━━━ Lignes extraites

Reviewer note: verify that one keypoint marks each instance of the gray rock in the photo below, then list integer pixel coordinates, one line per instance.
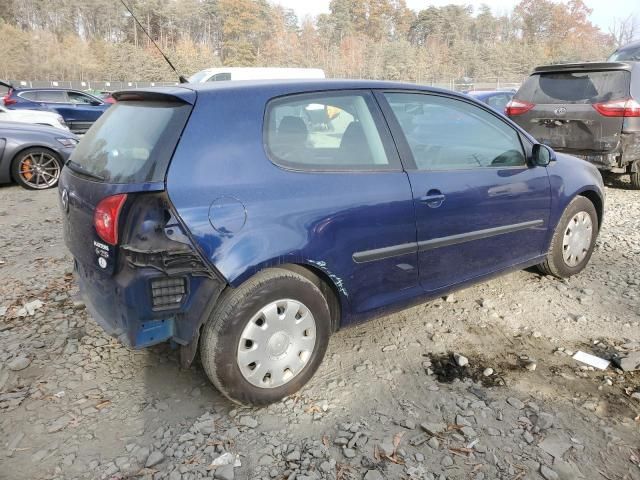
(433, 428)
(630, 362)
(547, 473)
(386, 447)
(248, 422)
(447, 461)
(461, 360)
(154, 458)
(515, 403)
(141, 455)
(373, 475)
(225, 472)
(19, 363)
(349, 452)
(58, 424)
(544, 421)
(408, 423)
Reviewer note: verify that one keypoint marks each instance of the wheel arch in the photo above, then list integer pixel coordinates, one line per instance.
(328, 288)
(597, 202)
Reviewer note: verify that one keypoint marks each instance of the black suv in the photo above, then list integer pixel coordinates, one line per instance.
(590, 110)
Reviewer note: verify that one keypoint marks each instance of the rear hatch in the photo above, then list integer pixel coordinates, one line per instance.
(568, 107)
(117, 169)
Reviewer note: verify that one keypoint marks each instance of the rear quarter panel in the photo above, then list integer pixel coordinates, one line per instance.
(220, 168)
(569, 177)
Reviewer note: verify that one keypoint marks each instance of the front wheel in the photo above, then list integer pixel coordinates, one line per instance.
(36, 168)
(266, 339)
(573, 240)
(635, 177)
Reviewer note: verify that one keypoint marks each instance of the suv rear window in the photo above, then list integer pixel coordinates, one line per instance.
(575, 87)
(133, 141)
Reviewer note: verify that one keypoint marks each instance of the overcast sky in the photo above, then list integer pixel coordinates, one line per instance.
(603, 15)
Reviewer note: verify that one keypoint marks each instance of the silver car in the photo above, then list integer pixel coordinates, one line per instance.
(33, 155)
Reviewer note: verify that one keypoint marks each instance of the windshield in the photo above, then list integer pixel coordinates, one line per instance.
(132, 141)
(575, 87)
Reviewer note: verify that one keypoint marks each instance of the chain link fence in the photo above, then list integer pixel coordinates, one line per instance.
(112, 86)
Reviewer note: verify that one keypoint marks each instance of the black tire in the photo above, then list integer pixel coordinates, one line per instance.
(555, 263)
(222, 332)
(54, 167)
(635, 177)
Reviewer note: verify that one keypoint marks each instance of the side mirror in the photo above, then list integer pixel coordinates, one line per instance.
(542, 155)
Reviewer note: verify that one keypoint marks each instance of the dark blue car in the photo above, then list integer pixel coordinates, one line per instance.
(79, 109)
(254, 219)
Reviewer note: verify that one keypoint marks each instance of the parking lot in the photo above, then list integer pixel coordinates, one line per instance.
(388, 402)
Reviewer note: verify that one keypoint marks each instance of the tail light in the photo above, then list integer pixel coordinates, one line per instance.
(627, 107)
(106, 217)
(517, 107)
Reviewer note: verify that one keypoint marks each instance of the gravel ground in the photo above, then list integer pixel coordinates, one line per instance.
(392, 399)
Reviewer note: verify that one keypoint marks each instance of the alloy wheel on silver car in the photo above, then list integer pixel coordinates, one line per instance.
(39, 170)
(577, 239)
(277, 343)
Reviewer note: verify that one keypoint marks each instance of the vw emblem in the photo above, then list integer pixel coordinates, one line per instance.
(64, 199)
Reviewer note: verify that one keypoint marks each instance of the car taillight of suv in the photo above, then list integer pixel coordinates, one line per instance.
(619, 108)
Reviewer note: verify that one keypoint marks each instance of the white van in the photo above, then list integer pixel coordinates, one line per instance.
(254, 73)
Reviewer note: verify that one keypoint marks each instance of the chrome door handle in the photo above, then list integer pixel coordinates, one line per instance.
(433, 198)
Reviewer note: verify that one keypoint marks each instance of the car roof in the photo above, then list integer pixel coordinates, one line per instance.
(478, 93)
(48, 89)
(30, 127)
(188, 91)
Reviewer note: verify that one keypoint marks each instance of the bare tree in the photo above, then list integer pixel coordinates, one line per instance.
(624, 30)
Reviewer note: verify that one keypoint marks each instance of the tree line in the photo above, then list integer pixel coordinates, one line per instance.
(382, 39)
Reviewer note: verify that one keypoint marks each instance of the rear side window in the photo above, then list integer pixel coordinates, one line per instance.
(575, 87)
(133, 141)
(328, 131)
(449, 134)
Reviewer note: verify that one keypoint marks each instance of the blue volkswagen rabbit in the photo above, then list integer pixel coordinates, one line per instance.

━━━━━━

* [Exercice proposé]:
Convertissez toutes les lignes ci-dessus en une liste numérotée en omettant les lignes vides. N'incluez pas les images dans la réponse.

* [Résultat de l'exercice]:
1. Reviewer note: verify that one keypoint marks each instance of the gray rock in the photo below, then list integer pixel coordinates, one line per instance.
2. (433, 428)
3. (630, 362)
4. (547, 473)
5. (386, 447)
6. (248, 422)
7. (447, 461)
8. (461, 360)
9. (154, 458)
10. (515, 403)
11. (141, 455)
12. (373, 475)
13. (225, 472)
14. (19, 363)
15. (349, 452)
16. (58, 424)
17. (544, 421)
18. (408, 423)
19. Reviewer note: verify that one keypoint marks each instance of the wheel arch in the photo above, then list integer pixel coordinates, one line per instance.
20. (328, 288)
21. (597, 202)
22. Reviewer note: verify that one keypoint marks each instance of the black suv in the photo above, then list integer pixel coordinates, one line per instance.
23. (590, 110)
24. Reviewer note: verify that one keypoint marks each instance of the rear hatch in the photo above, then list integer pixel coordinates, one line per instance.
25. (568, 107)
26. (117, 169)
27. Reviewer note: verify that one keypoint marks each instance of the rear quarter panel in the photo above, then list integer pixel coordinates, one line per instance.
28. (220, 168)
29. (569, 177)
30. Reviewer note: verify that one keypoint marks each instance of the front wheel in the photo above, then list integer pixel coordinates, one line per instance.
31. (36, 168)
32. (266, 339)
33. (573, 240)
34. (635, 177)
35. Reviewer note: verify that one keypoint marks each instance of the suv rear window in the photo above, then list integer pixel coordinates, one line per instance.
36. (575, 87)
37. (133, 141)
38. Reviewer note: verify that one keypoint marks each instance of the overcast sky in the photo above, then list integer pixel coordinates, one line per instance.
39. (603, 15)
40. Reviewer note: verify that one keypoint marks each instance of the silver car in the photo above, then list integer pixel coordinates, one line per instance.
41. (33, 155)
42. Reviewer note: verify that one keypoint marks each instance of the windshield in the photo above, then list integer pixel coordinates, one line per instance.
43. (132, 141)
44. (575, 87)
45. Reviewer note: verify that one keypoint marks each instance of the chain link fence in the photo above, then list integer pixel coordinates, one line per instance.
46. (112, 86)
47. Reviewer note: verify that one keypoint marks each instance of the black tire in the photo above, then list integer pixel coordinates, one line per instance.
48. (555, 263)
49. (222, 332)
50. (54, 167)
51. (635, 177)
52. Reviewer note: verify that one keypoint marks each instance of the side mirror in the photo above, then list integer pixel coordinates, one line per instance.
53. (542, 155)
54. Reviewer note: verify that one keypoint marks each instance of the dark blue car in the photo above, then list integer pixel coordinates, one line per instance.
55. (79, 109)
56. (254, 219)
57. Reviewer note: verify that one keypoint marks each instance of the parking lot in the photo above, then list integer pixel coordinates, one line per instance.
58. (388, 402)
59. Reviewer note: verify that one keypoint marks each instance of the tail light in the photo above, then list integer pixel coordinates, one line per instance.
60. (627, 107)
61. (106, 217)
62. (517, 107)
63. Reviewer note: verify that one keypoint marks each instance of the gravel ground in the photo above, then list integer pixel coordinates, one line per instance.
64. (392, 399)
65. Reviewer note: verify that one keypoint marks each instance of the alloy wheel on silver car in the photo above, then list integer pixel coordinates, one line per instance.
66. (39, 170)
67. (577, 239)
68. (277, 343)
69. Reviewer note: verify that one keypoint marks each instance of the vw emblem in the photo above, then list integer pixel coordinates, one line per instance.
70. (64, 199)
71. Reviewer note: verify that one keypoint marks each instance of the car taillight of suv in the photo above, then list integer pixel coordinates, one line per instance.
72. (619, 108)
73. Reviewer note: verify that one keypoint marks each instance of the white van in the photo above, then list integer pixel coordinates, one line per instance.
74. (254, 73)
75. Reviewer note: verify that one keypoint marks each instance of the chrome door handle in the photo above, then list integer pixel coordinates, one line per instance.
76. (433, 198)
77. Reviewer note: verify that one keypoint marks each instance of the car roof in the photo above, then list integer pixel coordinates, one line per instance.
78. (478, 93)
79. (48, 89)
80. (30, 127)
81. (188, 91)
82. Reviewer note: verify that one keypoint marks each instance of the bare tree in the photo above, then list integer pixel coordinates, one line per instance.
83. (624, 30)
84. Reviewer note: verify that one keypoint marks each instance of the tree line in the photo above, then list integer pixel coordinates, one line per instance.
85. (382, 39)
86. Reviewer note: verify that one keypoint marks each instance of the rear side window in the photo above, then list integer pixel coordinates, one line per instance.
87. (575, 87)
88. (133, 141)
89. (328, 131)
90. (449, 134)
91. Reviewer note: verify that one keypoint marks each instance of the blue volkswagen rabbit in the photo above, then list integer pixel coordinates, one line per instance.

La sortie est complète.